TASK: Replace "instance" with "occurrence" in the rows below, from the line with "Return one point per instance of the pine" up to and including the line with "(179, 1000)". Return only those lines, with nothing else changed.

[Source records]
────────────────

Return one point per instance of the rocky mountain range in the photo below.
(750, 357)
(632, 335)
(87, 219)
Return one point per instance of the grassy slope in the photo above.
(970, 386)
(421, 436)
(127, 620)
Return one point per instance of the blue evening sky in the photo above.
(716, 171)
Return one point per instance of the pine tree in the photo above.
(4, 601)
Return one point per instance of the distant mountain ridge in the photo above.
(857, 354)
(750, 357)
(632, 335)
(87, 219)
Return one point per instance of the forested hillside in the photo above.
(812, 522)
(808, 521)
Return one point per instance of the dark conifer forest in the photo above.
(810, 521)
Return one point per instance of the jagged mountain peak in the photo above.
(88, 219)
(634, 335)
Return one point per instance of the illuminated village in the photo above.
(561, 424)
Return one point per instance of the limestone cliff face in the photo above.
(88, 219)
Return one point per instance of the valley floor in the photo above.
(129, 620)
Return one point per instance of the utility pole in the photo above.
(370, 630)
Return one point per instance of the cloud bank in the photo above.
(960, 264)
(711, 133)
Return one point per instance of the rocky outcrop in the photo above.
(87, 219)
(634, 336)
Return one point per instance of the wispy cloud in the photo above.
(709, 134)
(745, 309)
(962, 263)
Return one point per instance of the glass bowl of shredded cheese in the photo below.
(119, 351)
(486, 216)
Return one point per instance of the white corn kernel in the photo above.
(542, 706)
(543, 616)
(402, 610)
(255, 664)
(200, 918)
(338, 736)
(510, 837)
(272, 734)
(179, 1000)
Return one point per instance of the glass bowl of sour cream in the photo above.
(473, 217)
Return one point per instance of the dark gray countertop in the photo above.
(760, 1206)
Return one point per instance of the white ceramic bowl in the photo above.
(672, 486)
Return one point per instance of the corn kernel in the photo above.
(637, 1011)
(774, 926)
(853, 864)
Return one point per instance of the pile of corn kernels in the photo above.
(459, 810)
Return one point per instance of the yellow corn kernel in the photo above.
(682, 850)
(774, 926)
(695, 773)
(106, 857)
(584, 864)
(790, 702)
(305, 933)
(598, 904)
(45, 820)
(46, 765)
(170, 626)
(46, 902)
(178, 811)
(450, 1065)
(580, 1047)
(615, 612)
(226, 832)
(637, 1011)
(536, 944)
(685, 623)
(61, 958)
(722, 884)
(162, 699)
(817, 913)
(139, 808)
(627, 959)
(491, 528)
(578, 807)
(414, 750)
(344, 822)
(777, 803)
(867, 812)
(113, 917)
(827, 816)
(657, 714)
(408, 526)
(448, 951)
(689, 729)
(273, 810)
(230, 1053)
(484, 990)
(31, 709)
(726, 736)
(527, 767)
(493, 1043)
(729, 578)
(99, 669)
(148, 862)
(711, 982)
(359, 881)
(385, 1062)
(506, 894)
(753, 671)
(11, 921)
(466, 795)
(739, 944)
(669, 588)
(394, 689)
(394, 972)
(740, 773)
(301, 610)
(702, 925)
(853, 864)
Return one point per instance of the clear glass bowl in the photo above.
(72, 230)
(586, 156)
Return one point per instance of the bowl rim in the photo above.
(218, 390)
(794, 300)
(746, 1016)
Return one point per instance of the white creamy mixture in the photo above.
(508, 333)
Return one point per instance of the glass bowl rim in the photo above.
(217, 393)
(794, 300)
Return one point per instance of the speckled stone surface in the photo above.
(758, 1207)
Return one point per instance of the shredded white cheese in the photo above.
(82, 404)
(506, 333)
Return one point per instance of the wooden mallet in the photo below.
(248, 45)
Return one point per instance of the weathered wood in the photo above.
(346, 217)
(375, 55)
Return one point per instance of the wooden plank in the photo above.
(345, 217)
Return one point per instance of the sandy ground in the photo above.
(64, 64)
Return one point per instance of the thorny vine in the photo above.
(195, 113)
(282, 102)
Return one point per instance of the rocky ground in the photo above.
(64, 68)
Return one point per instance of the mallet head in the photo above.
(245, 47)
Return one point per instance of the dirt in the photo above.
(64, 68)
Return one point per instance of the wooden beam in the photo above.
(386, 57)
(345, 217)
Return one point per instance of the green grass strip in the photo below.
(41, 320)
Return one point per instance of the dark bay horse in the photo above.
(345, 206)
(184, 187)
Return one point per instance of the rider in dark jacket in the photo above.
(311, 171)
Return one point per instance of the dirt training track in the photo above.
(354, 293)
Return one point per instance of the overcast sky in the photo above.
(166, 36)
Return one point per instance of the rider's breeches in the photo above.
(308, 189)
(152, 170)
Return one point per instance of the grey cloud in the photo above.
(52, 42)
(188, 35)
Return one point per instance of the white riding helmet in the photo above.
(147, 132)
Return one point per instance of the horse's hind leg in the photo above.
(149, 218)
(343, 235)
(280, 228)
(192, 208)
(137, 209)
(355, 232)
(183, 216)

────────────────

TASK RESULT:
Return one point per occurrence of the pine tree in the photo above.
(4, 601)
Return one point per occurrence of the distant mountain ridge in the photo above.
(857, 354)
(750, 357)
(632, 335)
(87, 219)
Return one point per occurrence of the forested hillside in the photo above.
(812, 522)
(808, 521)
Return one point per occurrence of the dark conifer forest in the photo above.
(810, 521)
Return one point per occurrence of the jagged mountain peak in the photo above.
(88, 219)
(634, 335)
Return one point per occurrence of the illuminated village in the photo above.
(561, 424)
Return one point per occurrence of the limestone cliff face in the photo above.
(88, 219)
Return one point per occurrence of the valley floor in the photo above.
(129, 620)
Return one point per occurrence of the utility pole in the photo above.
(370, 630)
Return one point per occurrence of the cloud bank in the photo above.
(960, 264)
(711, 133)
Return one point per occurrence of the rocky outcrop in the photo above.
(87, 219)
(634, 336)
Return one point per occurrence of the wispy cloud in the photo above.
(709, 134)
(745, 309)
(962, 263)
Return one point per occurrence of the glass bowl of shredded cheese in the photo below.
(119, 351)
(486, 216)
Return one point per occurrence of the white corn kernel in the photo above.
(542, 706)
(543, 616)
(402, 610)
(255, 664)
(200, 918)
(338, 736)
(510, 837)
(272, 734)
(179, 1000)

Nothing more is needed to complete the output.